## DATASET RECORDS
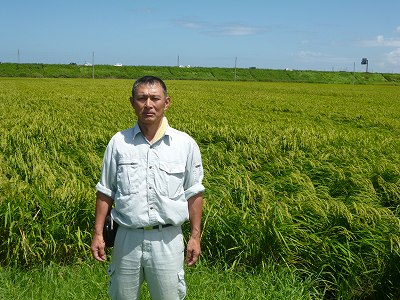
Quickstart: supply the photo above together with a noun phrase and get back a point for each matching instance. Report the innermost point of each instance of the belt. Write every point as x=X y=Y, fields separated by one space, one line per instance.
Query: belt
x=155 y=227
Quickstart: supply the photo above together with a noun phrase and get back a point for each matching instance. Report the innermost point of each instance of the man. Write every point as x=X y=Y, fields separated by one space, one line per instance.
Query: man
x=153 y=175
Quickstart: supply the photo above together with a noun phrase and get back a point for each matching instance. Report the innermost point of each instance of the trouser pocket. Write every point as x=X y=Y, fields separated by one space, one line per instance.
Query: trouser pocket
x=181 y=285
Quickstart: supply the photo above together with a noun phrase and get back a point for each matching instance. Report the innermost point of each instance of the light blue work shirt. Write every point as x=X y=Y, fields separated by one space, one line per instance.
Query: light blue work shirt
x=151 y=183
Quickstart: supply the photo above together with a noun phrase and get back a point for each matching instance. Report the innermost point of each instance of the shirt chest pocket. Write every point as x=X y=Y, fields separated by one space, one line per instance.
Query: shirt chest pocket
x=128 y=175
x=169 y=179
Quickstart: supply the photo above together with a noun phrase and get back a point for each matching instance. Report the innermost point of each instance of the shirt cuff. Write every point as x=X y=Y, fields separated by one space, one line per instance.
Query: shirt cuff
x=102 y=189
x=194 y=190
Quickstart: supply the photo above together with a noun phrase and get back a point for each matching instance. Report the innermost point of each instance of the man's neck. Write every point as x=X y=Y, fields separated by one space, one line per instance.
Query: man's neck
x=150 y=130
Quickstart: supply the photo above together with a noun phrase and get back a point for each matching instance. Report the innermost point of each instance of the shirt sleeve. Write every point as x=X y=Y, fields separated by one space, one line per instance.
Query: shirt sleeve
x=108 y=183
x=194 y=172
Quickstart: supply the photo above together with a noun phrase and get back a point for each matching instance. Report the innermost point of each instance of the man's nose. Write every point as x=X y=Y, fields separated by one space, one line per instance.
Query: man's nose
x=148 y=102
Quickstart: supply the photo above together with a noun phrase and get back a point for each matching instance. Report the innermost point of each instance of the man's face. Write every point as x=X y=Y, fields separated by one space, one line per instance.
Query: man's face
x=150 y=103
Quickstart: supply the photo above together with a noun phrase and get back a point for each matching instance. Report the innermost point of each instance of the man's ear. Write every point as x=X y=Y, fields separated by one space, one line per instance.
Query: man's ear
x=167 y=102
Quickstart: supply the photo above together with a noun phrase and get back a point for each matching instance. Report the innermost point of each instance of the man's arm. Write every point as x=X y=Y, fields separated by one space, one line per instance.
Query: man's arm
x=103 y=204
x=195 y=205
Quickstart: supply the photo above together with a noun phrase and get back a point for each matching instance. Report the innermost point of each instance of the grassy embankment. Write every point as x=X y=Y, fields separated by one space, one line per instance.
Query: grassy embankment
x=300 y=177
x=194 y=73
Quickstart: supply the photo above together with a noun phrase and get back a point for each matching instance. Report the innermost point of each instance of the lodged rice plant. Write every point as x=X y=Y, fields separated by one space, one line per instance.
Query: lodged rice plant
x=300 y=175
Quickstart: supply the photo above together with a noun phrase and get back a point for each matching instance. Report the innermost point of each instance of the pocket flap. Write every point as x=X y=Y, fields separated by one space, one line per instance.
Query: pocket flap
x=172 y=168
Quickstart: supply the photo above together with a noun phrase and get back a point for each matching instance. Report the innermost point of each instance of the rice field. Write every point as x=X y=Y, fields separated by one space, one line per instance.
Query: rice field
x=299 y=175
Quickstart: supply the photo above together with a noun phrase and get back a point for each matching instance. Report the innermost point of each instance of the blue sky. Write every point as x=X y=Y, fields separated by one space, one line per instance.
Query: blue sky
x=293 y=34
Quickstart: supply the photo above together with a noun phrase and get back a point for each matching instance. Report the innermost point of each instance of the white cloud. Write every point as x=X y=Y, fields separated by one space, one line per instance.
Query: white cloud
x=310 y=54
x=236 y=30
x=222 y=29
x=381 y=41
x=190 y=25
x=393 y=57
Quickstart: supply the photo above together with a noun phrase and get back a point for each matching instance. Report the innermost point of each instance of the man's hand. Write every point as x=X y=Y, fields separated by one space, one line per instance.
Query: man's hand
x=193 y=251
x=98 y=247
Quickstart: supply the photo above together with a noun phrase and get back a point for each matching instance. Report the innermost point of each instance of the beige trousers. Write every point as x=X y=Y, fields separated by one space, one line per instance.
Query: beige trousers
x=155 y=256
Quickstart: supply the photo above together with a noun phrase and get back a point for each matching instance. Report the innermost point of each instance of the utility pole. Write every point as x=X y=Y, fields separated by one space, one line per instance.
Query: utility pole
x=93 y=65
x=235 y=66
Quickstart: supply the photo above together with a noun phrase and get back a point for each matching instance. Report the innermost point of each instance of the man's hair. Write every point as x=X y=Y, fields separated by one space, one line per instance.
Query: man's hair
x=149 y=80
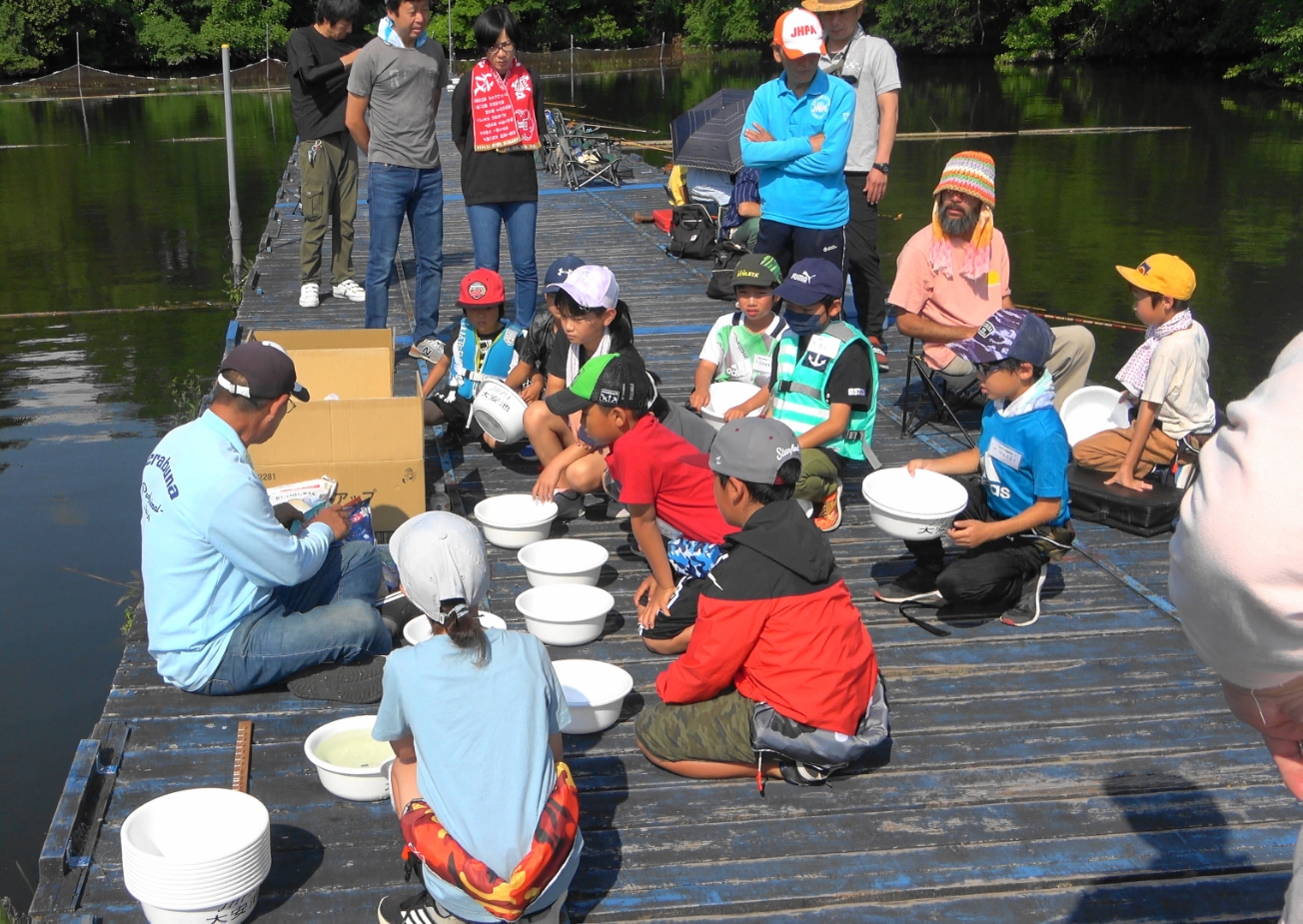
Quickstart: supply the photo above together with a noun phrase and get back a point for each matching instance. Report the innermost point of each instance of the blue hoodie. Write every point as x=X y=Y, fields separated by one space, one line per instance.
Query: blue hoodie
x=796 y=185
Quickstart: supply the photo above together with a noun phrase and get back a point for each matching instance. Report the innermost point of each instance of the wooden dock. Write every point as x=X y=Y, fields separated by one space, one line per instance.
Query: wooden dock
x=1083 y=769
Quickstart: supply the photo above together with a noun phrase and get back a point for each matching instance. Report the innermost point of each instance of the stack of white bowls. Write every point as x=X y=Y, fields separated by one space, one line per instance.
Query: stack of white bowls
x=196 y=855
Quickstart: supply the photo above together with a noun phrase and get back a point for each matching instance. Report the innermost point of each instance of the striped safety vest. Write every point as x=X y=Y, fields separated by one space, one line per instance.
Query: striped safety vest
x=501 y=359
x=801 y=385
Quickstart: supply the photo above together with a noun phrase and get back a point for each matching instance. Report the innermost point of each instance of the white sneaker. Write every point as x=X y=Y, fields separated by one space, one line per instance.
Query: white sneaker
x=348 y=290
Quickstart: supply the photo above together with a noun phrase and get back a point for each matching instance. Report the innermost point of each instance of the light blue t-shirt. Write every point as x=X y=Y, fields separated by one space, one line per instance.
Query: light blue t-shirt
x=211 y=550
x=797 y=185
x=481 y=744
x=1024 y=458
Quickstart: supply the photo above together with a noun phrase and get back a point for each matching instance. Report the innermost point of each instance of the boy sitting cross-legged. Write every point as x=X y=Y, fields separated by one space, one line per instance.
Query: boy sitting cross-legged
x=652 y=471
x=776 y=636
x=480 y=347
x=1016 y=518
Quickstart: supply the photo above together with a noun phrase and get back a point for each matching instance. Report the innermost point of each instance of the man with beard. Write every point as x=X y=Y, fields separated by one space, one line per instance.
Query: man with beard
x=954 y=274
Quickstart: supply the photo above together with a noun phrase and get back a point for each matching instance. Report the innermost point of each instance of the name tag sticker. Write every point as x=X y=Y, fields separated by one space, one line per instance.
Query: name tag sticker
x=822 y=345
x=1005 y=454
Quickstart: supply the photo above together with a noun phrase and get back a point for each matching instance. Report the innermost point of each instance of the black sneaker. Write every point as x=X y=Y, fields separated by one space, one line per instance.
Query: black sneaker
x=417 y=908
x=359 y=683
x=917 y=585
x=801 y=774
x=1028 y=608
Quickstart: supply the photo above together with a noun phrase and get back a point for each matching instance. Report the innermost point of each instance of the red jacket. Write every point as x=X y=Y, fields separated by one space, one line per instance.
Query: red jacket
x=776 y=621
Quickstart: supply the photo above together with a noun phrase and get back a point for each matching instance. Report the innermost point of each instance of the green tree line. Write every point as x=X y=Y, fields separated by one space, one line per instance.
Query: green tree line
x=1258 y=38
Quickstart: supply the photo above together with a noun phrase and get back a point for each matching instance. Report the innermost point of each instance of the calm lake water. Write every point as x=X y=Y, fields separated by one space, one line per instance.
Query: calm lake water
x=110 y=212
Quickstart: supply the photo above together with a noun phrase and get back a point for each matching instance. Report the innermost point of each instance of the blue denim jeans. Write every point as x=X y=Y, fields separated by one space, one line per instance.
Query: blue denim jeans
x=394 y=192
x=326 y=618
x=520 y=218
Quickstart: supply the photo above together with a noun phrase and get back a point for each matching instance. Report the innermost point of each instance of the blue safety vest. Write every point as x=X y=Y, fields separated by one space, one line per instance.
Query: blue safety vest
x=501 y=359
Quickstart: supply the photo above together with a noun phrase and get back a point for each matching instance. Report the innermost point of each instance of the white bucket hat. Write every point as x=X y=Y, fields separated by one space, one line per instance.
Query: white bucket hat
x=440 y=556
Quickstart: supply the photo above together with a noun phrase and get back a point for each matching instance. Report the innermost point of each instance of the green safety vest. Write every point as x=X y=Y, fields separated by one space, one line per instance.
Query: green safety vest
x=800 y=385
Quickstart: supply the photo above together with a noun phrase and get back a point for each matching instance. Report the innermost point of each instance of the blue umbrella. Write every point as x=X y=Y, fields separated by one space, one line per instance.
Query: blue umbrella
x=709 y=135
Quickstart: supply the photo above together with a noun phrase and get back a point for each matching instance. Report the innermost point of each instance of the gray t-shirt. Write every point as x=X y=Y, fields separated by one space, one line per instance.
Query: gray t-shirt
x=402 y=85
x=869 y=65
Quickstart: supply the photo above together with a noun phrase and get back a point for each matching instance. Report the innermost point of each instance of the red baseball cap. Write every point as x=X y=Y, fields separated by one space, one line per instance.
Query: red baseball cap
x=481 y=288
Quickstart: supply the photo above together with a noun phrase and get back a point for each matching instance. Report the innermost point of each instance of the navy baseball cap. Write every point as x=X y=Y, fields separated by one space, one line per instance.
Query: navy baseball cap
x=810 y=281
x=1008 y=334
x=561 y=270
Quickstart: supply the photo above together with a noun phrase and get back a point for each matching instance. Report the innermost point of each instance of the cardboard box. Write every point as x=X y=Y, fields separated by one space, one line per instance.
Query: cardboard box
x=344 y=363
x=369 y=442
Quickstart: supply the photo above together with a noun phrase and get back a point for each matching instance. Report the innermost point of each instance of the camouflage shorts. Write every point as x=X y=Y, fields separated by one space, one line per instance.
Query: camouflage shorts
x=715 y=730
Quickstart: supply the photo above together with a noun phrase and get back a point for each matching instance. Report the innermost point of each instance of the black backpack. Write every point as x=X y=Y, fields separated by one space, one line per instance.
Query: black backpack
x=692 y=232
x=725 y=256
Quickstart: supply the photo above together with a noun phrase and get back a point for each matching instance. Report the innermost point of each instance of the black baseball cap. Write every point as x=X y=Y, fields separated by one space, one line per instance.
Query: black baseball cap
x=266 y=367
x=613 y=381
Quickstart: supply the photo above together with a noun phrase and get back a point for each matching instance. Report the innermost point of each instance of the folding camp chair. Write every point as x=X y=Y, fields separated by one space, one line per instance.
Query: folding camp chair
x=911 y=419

## DIRECTIONS FOR THIS TASK
Print exactly the lines of the listing above starting at the line containing "of the stack" and ending at the line containing "the white sneaker.", both included.

## WRITTEN SOLUTION
Quickstart: supply the photo above together with a noun phrase and get back a point for each matching instance. Report the innermost point of each instance of the stack of white bowls. Write every point as x=X y=Y, fields separated by one space, one line per instance.
Query: stack of white bowls
x=196 y=855
Quickstart: supply the photo above together with a noun phrase and get back a point for each matching instance. Report the innermost point of each instance of the striped safety vest. Write every point as x=X y=Y, fields separated by one space, one line per instance.
Query: striped safety vest
x=501 y=359
x=801 y=385
Quickstart: supply the photo above together with a noun phrase and get back a point for each matching instance. Report the innermost point of each instance of the white sneaker. Write every point as x=X y=Y, fields separated by one space, one line per instance.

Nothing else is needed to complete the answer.